>> START EXTRACTED RECORDS

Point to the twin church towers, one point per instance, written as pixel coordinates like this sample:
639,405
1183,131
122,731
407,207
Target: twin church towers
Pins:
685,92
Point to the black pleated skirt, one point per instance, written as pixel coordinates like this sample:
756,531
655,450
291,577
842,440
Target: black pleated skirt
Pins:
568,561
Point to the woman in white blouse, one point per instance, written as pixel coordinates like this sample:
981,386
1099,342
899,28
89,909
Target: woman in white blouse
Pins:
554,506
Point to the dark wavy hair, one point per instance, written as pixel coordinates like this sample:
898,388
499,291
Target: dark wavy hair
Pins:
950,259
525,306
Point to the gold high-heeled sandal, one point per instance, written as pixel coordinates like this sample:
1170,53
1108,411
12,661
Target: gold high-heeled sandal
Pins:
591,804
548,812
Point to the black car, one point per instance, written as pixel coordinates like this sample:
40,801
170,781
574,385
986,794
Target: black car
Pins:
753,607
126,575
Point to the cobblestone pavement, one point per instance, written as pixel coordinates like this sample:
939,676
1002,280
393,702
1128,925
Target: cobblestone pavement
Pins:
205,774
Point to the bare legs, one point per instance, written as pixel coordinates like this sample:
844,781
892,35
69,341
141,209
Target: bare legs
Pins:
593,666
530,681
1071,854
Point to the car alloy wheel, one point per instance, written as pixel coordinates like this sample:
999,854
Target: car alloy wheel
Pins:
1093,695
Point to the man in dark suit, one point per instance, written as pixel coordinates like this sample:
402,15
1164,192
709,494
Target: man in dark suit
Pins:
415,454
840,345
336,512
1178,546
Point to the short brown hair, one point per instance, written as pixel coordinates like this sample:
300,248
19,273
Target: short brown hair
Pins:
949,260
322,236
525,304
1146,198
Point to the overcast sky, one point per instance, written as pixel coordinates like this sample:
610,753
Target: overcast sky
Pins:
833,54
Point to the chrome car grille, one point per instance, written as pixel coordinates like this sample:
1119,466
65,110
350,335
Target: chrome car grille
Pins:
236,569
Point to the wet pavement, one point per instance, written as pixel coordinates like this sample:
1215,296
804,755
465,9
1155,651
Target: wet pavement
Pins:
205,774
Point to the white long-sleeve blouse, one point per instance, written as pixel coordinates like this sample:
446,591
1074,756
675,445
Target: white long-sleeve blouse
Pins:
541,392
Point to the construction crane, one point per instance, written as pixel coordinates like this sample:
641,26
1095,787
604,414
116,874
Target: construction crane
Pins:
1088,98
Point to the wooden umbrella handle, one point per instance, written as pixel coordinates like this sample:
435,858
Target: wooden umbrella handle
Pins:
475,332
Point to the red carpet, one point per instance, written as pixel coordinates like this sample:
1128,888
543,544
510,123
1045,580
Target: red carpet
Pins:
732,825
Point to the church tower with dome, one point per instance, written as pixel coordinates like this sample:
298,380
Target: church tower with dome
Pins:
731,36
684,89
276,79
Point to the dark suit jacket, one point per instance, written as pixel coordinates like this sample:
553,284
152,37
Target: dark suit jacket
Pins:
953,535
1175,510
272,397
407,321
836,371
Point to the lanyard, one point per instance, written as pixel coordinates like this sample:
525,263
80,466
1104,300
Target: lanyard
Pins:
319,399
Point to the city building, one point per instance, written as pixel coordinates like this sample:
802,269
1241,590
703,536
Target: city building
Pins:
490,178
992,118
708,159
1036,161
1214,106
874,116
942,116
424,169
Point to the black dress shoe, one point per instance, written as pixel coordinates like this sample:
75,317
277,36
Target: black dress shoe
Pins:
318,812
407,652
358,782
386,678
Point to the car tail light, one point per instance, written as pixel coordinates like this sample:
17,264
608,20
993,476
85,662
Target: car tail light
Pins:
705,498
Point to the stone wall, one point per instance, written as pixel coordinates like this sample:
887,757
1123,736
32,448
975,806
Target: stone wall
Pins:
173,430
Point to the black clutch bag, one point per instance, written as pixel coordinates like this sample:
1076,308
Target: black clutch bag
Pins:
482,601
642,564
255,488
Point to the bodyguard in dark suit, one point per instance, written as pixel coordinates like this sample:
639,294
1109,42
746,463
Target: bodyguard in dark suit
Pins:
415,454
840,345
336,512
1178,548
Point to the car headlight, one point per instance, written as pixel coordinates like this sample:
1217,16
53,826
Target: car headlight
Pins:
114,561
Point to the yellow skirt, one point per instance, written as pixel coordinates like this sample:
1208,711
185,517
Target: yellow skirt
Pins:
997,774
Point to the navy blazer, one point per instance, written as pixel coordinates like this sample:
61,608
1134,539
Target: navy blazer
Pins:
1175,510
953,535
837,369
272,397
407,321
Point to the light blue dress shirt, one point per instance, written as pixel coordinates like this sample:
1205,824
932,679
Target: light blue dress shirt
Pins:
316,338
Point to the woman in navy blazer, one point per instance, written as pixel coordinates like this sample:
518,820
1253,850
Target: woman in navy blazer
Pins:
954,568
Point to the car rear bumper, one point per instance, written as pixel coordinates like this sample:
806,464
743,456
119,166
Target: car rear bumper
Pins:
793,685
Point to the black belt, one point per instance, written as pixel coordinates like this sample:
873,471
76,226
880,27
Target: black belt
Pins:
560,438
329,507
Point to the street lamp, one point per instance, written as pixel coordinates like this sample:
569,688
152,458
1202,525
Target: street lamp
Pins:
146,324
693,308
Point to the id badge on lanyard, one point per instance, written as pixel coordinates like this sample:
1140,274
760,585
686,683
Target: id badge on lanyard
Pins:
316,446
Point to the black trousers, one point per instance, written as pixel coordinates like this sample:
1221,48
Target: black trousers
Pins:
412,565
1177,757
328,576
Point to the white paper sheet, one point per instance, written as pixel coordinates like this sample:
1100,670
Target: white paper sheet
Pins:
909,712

>> END EXTRACTED RECORDS

• _INSTRUCTIONS FOR THE TASK_
Reproduce each record exactly, leaving nothing out.

• _EXERCISE RESPONSE_
Point to the twin church towers, one point per instance, written as pixel coordinates like this sample:
639,405
1183,131
122,731
407,207
Target: twin church towers
Pins:
685,92
Point to the black pleated skirt, one point per instance, written as pixel coordinates like this sample:
756,531
655,450
291,577
842,440
Target: black pleated skirt
Pins:
568,561
Point to the woman in white blouse, one point per instance, written as pixel coordinates like this sample:
981,386
1099,342
899,28
89,909
Target: woman in white blouse
Pins:
554,506
Point to the dark wavy hair, one point per instance, written as pixel coordinates like this sample:
898,388
499,291
Target: dark wavy hair
Pins:
950,259
525,306
Point to the gold high-heeled sandal, one point per instance, written as pixel coordinates like this sample:
1170,53
1108,411
12,661
Target: gold high-heeled sandal
Pins:
591,804
548,812
Point to the black car, one point per instance, written as pixel coordinates like this sample:
40,801
170,781
574,385
986,794
Target: black car
Pins:
753,607
126,575
Point to the cobblestone pavement, one point per instance, written as pixel coordinates like this sample:
939,676
1002,280
393,702
1128,925
Target: cobblestone pavement
Pins:
205,774
Point to the bare legs, one point per instance, written as pixel coordinates like this sample:
844,781
892,35
69,341
141,209
Target: bare legs
Pins:
593,666
530,681
1071,854
Point to the car alloy wheel, one point per instance, written as pixel coordinates like this sample:
999,854
Target: car alloy wheel
Pins:
1093,695
Point to the man in dark suit, one point per instance, written as pixel coordinates like this sample:
402,15
1164,192
709,494
Target: man in dark suit
Pins:
415,454
840,345
336,512
1178,546
Point to the short brown hair, one point per instance, written as pixel coordinates like this sample:
300,248
19,273
Target: short brown hair
Pins:
949,260
322,236
525,304
1146,198
Point to the overcast sky, one point per instance, written as pixel coordinates like this sample:
610,753
Target: overcast sky
Pins:
833,54
Point to the chrome car grille, one point per instance, written as pixel coordinates like this sample:
1119,466
65,110
350,335
Target: chrome car grille
Pins:
236,569
Point to the wet pavement, one point per instance, written as pixel coordinates like this sample:
1215,296
804,755
465,9
1155,651
Target: wet pavement
Pins:
205,774
Point to the white long-sleeve blouse, one point per instance, written as pixel coordinates like this sample:
446,591
1074,756
675,445
Target: white long-sleeve blouse
Pins:
541,392
Point to the construction crane, one point per instance, written as pixel coordinates like this sample:
641,26
1095,787
604,414
116,874
Target: construction crane
Pins:
1088,98
Point to the wooden umbrella handle, one point per instance, written as pixel coordinates like this sample:
435,858
Target: wooden umbrella handle
Pins:
475,332
Point to the red carpet, one point per instance, written as pixel coordinates like this sample:
1128,888
543,544
510,123
1045,580
Target: red carpet
Pins:
732,825
Point to the church tower with dome, one point per instance, written as pixel coordinates like this sample:
298,380
Target: church tower with dome
Pins:
731,36
684,89
276,79
Point to the dark suit jacket, one point per instance, written as pixel coordinates like this sample:
553,284
152,37
Target: dark suit jacket
Pins:
953,535
1175,510
272,397
407,321
836,371
Point to the lanyard, one point per instance, written as pixel coordinates like this sample:
525,263
80,466
1104,300
Target: lanyard
Pins:
319,399
Point to the city building, one point per instance, written as pixel coordinates like this sample:
802,269
1241,590
703,536
Target: city building
Pins:
490,178
992,118
708,159
1036,161
1214,106
874,116
942,116
424,169
Point to the black dress shoe, one point per instance, written as pixel coordinates like this sample:
75,317
277,36
Target: black dress shoe
Pins:
318,812
407,652
358,782
386,678
Point to the car tail light, one point per instance, written as pixel coordinates like this sample:
17,264
608,20
993,476
85,662
Target: car tail light
Pins:
705,498
Point to the stone wall, one point per instance, written as pixel coordinates like this sample:
887,757
1123,736
32,448
975,806
Target: stone wall
Pins:
173,430
Point to the black clutch bag, one point per instance, written as pixel coordinates like this sample:
1076,308
Target: black clutch bag
Pins:
482,601
642,564
255,488
Point to the bodyguard in dark suit, one point per instance, written as pixel coordinates like this sample:
639,294
1109,42
746,463
Target: bodyguard in dark suit
Pins:
415,454
840,345
336,512
1178,548
Point to the car headlight, one point per instance, written as pixel coordinates like this sample:
1217,16
53,826
Target: car headlight
Pins:
114,561
Point to the yellow skirt, one point per instance, written as pixel coordinates like this sample:
1208,711
185,517
Target: yellow skirt
Pins:
997,774
Point to the navy blazer, one point per instance, written as pixel coordinates like this sample:
61,608
1134,539
Target: navy blazer
Pins:
1175,510
953,535
837,369
272,397
407,321
Point to the light blue dress shirt, one point per instance, written as pixel coordinates like this sample:
1205,824
932,679
Target: light blue dress shirt
Pins:
316,338
Point to the woman in navy blazer, one point per instance, written as pixel coordinates like this sample:
518,820
1253,850
Target: woman in navy blazer
Pins:
954,568
Point to the car rear bumper, one point per instance, written as pixel coordinates like this sample:
806,464
743,456
119,166
Target: car rear bumper
Pins:
793,685
Point to the black belt, one point per instance, written as pixel coordinates like this sample:
873,471
76,226
880,27
Target: black belt
Pins:
560,438
329,507
Point to the street lamp, one point per instance, written as pixel coordinates like this sample:
569,688
152,458
1202,525
Target: street lamp
Pins:
146,324
693,308
Point to the id badge on lanyard, one point per instance, written as pixel coordinates like this sample:
1140,274
760,585
686,683
Target: id badge on lanyard
Pins:
316,446
Point to the black trousers, one point per instance, written as pixel coordinates like this sample:
1221,48
Target: black trousers
Pins:
412,565
1177,757
328,576
Point to the white paper sheet, one point per instance, written as pixel coordinates like this sample:
1100,670
Target: white paper sheet
Pins:
909,712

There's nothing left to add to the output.